» **Goal**
Please turn all the items below into a numbered list, leaving out any blank lines.

» **Data shown**
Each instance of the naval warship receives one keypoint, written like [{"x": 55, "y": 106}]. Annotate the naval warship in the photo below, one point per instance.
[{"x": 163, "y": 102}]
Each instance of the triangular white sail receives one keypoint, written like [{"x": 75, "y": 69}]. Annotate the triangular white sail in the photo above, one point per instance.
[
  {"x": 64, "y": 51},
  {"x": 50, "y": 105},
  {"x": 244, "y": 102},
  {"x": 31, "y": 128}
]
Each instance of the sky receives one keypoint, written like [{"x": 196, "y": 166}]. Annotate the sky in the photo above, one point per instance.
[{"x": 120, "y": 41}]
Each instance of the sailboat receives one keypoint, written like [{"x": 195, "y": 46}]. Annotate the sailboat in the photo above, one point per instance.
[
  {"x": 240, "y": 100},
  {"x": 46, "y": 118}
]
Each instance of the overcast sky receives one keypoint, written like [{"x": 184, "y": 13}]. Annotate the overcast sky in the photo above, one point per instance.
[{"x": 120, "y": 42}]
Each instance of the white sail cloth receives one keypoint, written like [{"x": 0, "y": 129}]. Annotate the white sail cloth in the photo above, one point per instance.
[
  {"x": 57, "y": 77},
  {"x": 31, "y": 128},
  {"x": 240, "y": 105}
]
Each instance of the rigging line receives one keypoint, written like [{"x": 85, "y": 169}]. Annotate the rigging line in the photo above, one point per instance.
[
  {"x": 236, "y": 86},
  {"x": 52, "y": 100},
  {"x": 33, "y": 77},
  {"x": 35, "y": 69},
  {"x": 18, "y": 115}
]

» **Result of the exercise**
1. Each instance of the naval warship receives one keypoint, written like [{"x": 55, "y": 106}]. Annotate the naval warship in the photo below, one point per instance.
2. [{"x": 163, "y": 102}]
3. Each instance of the triangular white sail receives one keypoint, written like [{"x": 75, "y": 69}]. Annotate the triangular white sail in the photo above, one point per instance.
4. [
5.   {"x": 64, "y": 51},
6.   {"x": 50, "y": 105},
7.   {"x": 244, "y": 102},
8.   {"x": 31, "y": 128}
9. ]
10. Each instance of the sky receives one keypoint, written like [{"x": 196, "y": 166}]. Annotate the sky in the photo above, one point per instance.
11. [{"x": 120, "y": 41}]
12. Each instance of the sailboat receives one keypoint, written like [{"x": 195, "y": 46}]. Annotate the sailboat in the photo above, one point per instance.
13. [
14.   {"x": 240, "y": 100},
15.   {"x": 46, "y": 118}
16. ]
17. Each instance of the overcast sky receives one keypoint, written like [{"x": 184, "y": 13}]. Annotate the overcast sky in the photo above, one point per instance.
18. [{"x": 120, "y": 42}]
19. Each instance of the white sail cloth receives one keypoint, written like [{"x": 0, "y": 129}]. Annotate the white sail cloth in the photo above, one point per instance.
20. [
21.   {"x": 57, "y": 77},
22.   {"x": 31, "y": 128},
23.   {"x": 240, "y": 105}
24. ]
25. Each instance of the rigging line receives one keypoint, written like [{"x": 85, "y": 169}]. Annotate the rigging line in the photo above, one point per instance.
26. [
27.   {"x": 236, "y": 86},
28.   {"x": 52, "y": 100},
29.   {"x": 33, "y": 77},
30.   {"x": 35, "y": 69},
31.   {"x": 18, "y": 115}
32. ]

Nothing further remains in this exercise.